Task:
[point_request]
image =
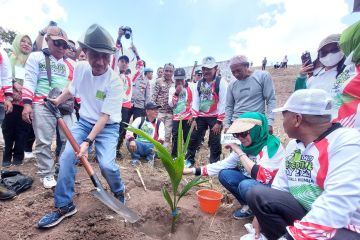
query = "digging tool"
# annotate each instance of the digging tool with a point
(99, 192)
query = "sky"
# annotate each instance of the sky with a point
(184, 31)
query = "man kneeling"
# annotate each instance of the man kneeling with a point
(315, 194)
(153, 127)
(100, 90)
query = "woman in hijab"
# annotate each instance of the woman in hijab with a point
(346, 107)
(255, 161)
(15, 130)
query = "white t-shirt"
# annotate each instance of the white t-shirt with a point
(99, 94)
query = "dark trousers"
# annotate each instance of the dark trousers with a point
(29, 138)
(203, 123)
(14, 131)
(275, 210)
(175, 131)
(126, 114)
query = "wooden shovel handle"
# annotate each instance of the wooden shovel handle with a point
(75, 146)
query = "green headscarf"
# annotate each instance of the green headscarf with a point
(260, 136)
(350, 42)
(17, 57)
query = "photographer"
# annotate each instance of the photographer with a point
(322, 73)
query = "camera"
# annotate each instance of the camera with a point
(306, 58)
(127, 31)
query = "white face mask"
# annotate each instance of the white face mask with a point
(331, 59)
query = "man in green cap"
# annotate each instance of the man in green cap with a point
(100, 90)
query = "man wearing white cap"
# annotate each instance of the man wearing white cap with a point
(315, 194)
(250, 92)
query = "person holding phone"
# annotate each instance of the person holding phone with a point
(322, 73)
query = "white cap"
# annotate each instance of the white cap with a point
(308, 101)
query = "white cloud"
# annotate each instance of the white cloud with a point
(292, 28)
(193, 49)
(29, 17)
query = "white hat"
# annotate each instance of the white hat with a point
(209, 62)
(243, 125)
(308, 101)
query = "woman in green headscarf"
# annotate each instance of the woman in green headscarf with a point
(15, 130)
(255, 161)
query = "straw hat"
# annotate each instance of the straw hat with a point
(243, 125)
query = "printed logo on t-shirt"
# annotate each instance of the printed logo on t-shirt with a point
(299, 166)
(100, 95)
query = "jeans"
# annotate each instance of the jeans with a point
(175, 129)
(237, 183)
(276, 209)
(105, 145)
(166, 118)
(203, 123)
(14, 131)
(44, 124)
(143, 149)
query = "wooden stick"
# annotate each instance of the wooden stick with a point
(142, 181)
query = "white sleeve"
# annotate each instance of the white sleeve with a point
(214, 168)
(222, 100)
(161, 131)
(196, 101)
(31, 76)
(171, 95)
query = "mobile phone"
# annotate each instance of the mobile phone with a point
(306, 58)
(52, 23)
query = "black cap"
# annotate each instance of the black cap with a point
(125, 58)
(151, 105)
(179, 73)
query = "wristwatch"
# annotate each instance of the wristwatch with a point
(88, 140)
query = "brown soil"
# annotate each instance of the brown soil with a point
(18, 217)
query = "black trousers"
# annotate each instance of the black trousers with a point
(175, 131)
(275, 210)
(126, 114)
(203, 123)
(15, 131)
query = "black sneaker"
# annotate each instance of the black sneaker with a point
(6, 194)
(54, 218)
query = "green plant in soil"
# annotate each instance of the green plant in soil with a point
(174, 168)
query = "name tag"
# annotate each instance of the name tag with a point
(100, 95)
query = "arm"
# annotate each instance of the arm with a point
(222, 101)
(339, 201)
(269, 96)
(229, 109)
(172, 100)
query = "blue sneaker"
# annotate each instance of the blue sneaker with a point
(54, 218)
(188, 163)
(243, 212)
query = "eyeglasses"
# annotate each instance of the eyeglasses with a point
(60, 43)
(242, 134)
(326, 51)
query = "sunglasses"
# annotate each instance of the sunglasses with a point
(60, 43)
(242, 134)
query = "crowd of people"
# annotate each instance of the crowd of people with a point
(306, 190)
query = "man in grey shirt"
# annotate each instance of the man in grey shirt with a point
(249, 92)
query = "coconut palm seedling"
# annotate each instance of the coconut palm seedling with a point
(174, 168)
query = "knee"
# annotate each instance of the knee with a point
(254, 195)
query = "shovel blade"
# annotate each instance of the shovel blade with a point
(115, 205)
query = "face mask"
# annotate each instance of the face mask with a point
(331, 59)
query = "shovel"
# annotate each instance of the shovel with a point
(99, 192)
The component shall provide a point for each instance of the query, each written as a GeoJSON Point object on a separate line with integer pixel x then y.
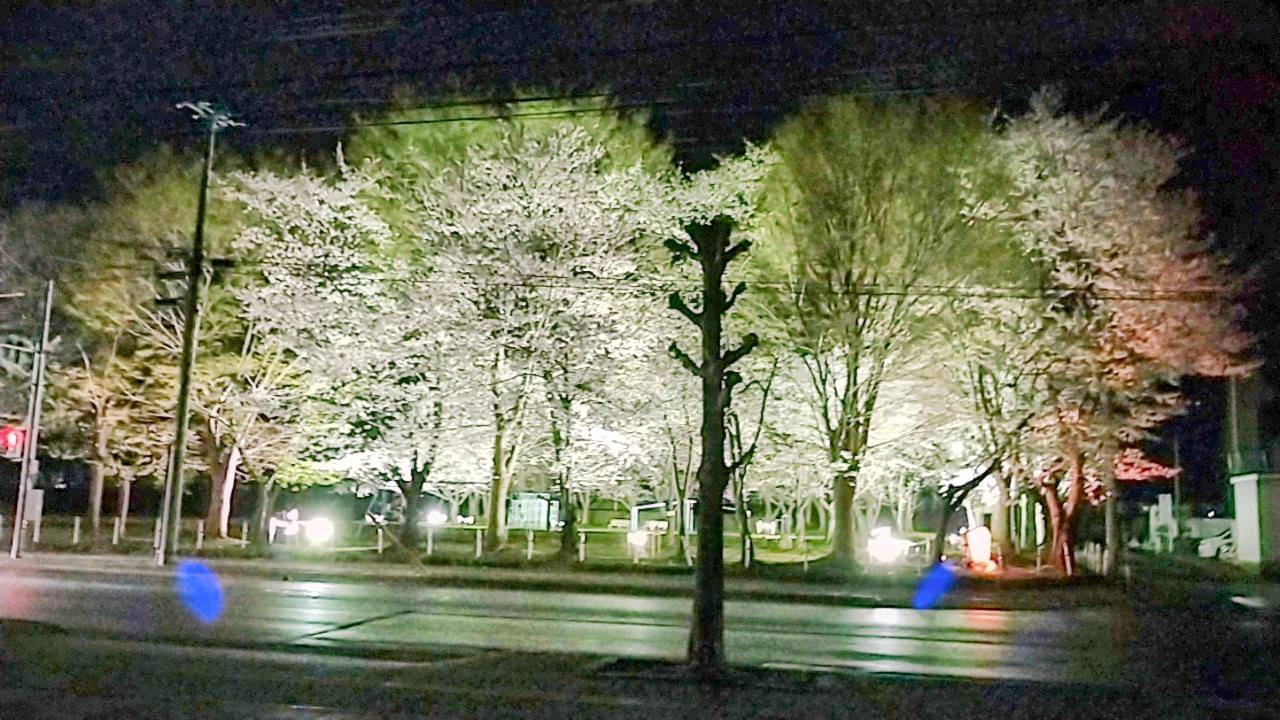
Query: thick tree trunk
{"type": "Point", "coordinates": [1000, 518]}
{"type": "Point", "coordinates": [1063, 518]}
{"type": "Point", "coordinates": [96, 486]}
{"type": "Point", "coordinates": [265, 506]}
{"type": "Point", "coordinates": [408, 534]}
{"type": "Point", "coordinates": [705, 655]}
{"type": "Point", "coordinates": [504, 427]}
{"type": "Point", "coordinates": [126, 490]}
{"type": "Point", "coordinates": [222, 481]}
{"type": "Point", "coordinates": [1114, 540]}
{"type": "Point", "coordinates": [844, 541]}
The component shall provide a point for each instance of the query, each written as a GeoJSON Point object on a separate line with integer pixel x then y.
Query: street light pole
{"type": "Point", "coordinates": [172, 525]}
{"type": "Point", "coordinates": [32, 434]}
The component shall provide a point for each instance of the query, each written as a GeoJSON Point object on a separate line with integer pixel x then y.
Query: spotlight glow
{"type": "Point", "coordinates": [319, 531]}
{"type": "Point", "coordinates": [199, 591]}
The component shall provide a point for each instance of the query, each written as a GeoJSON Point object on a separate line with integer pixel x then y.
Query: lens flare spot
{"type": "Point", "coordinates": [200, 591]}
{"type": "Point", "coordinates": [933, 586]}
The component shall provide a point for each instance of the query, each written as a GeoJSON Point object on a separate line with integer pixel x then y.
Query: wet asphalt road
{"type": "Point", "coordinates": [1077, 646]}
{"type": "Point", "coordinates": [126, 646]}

:: Exercise description ::
Each word of the data should be repeated exactly, and the pictures left out.

:: Task output ::
Task:
[point_request]
image =
query = "digging tool"
# annotate each instance of the digging tool with a point
(99, 192)
query = "sky"
# annotate each instance of the sky with a point
(184, 31)
query = "man kneeling"
# annotate each instance of the man kneeling with a point
(315, 194)
(153, 127)
(100, 90)
query = "woman in hijab"
# annotate each instance of the woman in hijab with a point
(346, 107)
(255, 161)
(15, 130)
query = "white t-shirt"
# annotate each instance of the white t-shirt with a point
(99, 94)
query = "dark trousers"
# annotate each instance of the dark trousers with a point
(29, 138)
(203, 123)
(14, 131)
(275, 210)
(175, 131)
(126, 114)
query = "wooden shovel handle"
# annotate each instance of the wooden shovel handle with a point
(75, 146)
query = "green headscarf"
# annotate each instance of the green headscarf with a point
(260, 136)
(350, 42)
(17, 57)
query = "photographer"
# annotate each instance of the photographer with a point
(322, 73)
query = "camera"
# annotate each instance of the camera with a point
(306, 58)
(127, 31)
query = "white face mask"
# annotate each instance of the white face mask with a point
(331, 59)
query = "man in green cap"
# annotate each instance of the man in green cap with a point
(100, 90)
query = "man wearing white cap"
# annotate each instance of the man wearing white cap with a point
(315, 194)
(250, 92)
query = "person holding phone"
# annotate each instance of the person holding phone with a point
(322, 73)
query = "white cap"
# annotate each instance of the white cap with a point
(308, 101)
query = "white cloud"
# annotate each instance of the white cloud with a point
(292, 28)
(193, 49)
(29, 17)
query = "white hat"
# annotate each instance of the white hat with a point
(209, 62)
(243, 125)
(308, 101)
query = "woman in green headscarf"
# annotate each instance of the woman in green headscarf with a point
(15, 130)
(255, 161)
query = "straw hat"
# annotate each instance of the straw hat with a point
(243, 125)
query = "printed logo on t-shirt"
# annotate each instance of the printed logo on t-shirt with a point
(299, 166)
(100, 95)
query = "jeans"
# annotate each instance of the jeans with a point
(175, 129)
(237, 183)
(276, 209)
(105, 145)
(166, 118)
(203, 123)
(14, 131)
(44, 124)
(143, 149)
query = "wooden stick"
# annotate each instance of the wooden stick with a point
(142, 181)
query = "white sleeve"
# annotate each instance of the white sleeve with a point
(214, 168)
(222, 100)
(161, 131)
(196, 101)
(31, 76)
(171, 95)
query = "mobile phone"
# annotate each instance of the mobile phone with a point
(306, 58)
(52, 23)
query = "black cap"
# annotate each instance of the black cap with a point
(125, 58)
(151, 105)
(179, 73)
query = "wristwatch"
# annotate each instance of the wristwatch with a point
(88, 140)
query = "brown soil"
# annotate each instance of the brown soil with a point
(18, 217)
query = "black trousers"
# annotate each instance of the black trousers with a point
(175, 131)
(275, 210)
(126, 114)
(203, 123)
(15, 131)
query = "black sneaker"
# annotate each instance of the black sneaker with a point
(6, 194)
(54, 218)
query = "green plant in soil"
# annotate each instance of the green plant in soil with a point
(174, 168)
query = "name tag"
# annotate each instance of the name tag with a point
(100, 95)
query = "arm"
# annotate each instance of the arm with a point
(222, 101)
(339, 201)
(269, 96)
(229, 109)
(172, 100)
query = "blue sneaker"
# annotate each instance of the blue sneaker with a point
(54, 218)
(188, 163)
(243, 212)
query = "eyeglasses"
# annotate each instance of the eyeglasses with a point
(60, 43)
(242, 134)
(326, 51)
query = "sunglasses"
# annotate each instance of the sunglasses with a point
(60, 43)
(242, 134)
query = "crowd of people"
# annotate each instance of the crowd of people with a point
(306, 190)
query = "man in grey shirt"
# annotate each instance of the man in grey shirt with a point
(249, 92)
query = "coconut palm seedling"
# annotate each instance of the coconut palm seedling with a point
(174, 168)
query = "knee"
# annotate each instance of the knee with a point
(254, 195)
query = "shovel blade"
# annotate each instance of the shovel blade with a point
(115, 205)
query = "face mask"
# annotate each instance of the face mask with a point
(331, 59)
query = "shovel"
# annotate each instance of the shovel with a point
(99, 192)
The component shall provide a point for each instance of the query, each written as a GeoJSON Point object on a separate line with integer pixel x then y.
Query: thick tree trunk
{"type": "Point", "coordinates": [1000, 518]}
{"type": "Point", "coordinates": [1063, 518]}
{"type": "Point", "coordinates": [96, 486]}
{"type": "Point", "coordinates": [265, 506]}
{"type": "Point", "coordinates": [408, 534]}
{"type": "Point", "coordinates": [705, 655]}
{"type": "Point", "coordinates": [504, 427]}
{"type": "Point", "coordinates": [126, 490]}
{"type": "Point", "coordinates": [222, 481]}
{"type": "Point", "coordinates": [1114, 540]}
{"type": "Point", "coordinates": [844, 541]}
The component shall provide a point for each instance of the query, each written as a GeoJSON Point object on a separate line with integer pixel x then y.
Query: street light pole
{"type": "Point", "coordinates": [172, 525]}
{"type": "Point", "coordinates": [32, 434]}
The component shall provide a point for each instance of the query, each written as a GeoJSON Point object on a separate line with integer pixel x then y.
Query: spotlight glow
{"type": "Point", "coordinates": [319, 531]}
{"type": "Point", "coordinates": [199, 591]}
The component shall provide a point for each instance of the query, each written as a GeoJSON Point object on a separate line with integer pixel x then y.
Query: lens flare spot
{"type": "Point", "coordinates": [200, 591]}
{"type": "Point", "coordinates": [933, 586]}
The component shall provide a point for each instance of the query, each written as a GeoJSON Point object on a separate line with integer pixel x then y.
Query: wet asphalt road
{"type": "Point", "coordinates": [1077, 646]}
{"type": "Point", "coordinates": [126, 646]}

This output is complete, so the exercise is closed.